Reproduce every line of the listing below verbatim, omitting the pictures.

◇ ◇ ◇ ◇ ◇

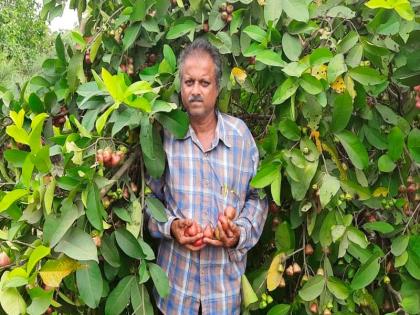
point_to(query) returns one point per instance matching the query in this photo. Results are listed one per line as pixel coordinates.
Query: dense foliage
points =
(327, 88)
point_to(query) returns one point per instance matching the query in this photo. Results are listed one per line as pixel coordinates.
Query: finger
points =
(192, 239)
(223, 236)
(212, 242)
(235, 229)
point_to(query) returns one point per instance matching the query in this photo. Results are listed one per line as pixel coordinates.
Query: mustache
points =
(195, 98)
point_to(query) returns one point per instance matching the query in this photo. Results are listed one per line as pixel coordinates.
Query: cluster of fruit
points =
(110, 158)
(226, 11)
(128, 67)
(417, 90)
(119, 193)
(118, 33)
(60, 118)
(209, 232)
(88, 61)
(4, 259)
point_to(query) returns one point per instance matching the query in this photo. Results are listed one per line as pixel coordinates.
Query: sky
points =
(66, 22)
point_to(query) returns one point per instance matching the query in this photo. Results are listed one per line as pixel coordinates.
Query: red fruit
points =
(4, 259)
(115, 159)
(97, 240)
(192, 230)
(198, 242)
(208, 232)
(107, 155)
(100, 156)
(230, 212)
(309, 250)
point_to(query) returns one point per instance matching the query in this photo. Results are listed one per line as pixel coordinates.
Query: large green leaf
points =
(354, 148)
(366, 273)
(160, 279)
(90, 284)
(313, 288)
(118, 299)
(342, 111)
(78, 245)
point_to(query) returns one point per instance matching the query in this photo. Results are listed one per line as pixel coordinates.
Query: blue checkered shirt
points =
(199, 184)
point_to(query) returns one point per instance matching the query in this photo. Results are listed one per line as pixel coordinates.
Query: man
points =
(207, 171)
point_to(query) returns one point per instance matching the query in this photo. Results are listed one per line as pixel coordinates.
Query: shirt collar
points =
(220, 134)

◇ ◇ ◇ ◇ ◇

> _Written solution_
point_to(query) returns one point per instance matching the query in this photo. Results are listed one per line as pixel coordinates.
Query: dense foliage
points =
(327, 88)
point_to(query) returns one point per instance matching the query in this photo. Results are listed one per line as pixel coordinates.
Query: finger
points =
(192, 239)
(223, 236)
(212, 242)
(235, 229)
point_to(query) returns one point per instance matching the query in this photo. Results are listed one per line as pixel coordinates.
Query: mustache
points =
(195, 98)
point_to(query) returns one point per instance matching the query in this photo. Results are listed one per line as pixel coordinates.
Query: cluster of fruit
points =
(110, 158)
(226, 11)
(128, 67)
(417, 90)
(119, 193)
(118, 33)
(60, 118)
(209, 232)
(88, 61)
(4, 259)
point_to(query) returns one point per instance matching the query in this photo. Results are listed one per line as pixel coordinates.
Query: sky
points =
(66, 22)
point_to(query) returns one point per instance matching the query in this photo. Results are listed one per line as pixel coordinates.
Query: red fruit
points =
(4, 259)
(115, 159)
(97, 240)
(192, 230)
(198, 242)
(208, 232)
(107, 155)
(100, 156)
(230, 212)
(309, 250)
point_to(query) returns one point per instance matching the query in this photo. Results are listed one per line as pixel coordinates.
Query: large green leaf
points =
(354, 148)
(366, 273)
(160, 279)
(90, 284)
(313, 288)
(118, 299)
(342, 111)
(78, 245)
point_to(query) returns one point per instance matching the query in this photo. Results are listed one per line as pixel coordinates.
Query: blue checkered shirt
points =
(199, 184)
point_to(query) returns one point per instance matching the query in this photo. Results are listed one per line as pixel coordinates.
Query: man
points =
(207, 171)
point_to(query) returns one point per instance matching the query in this photo. Results are listed one per line as pixel coordinates.
Query: shirt collar
points =
(220, 134)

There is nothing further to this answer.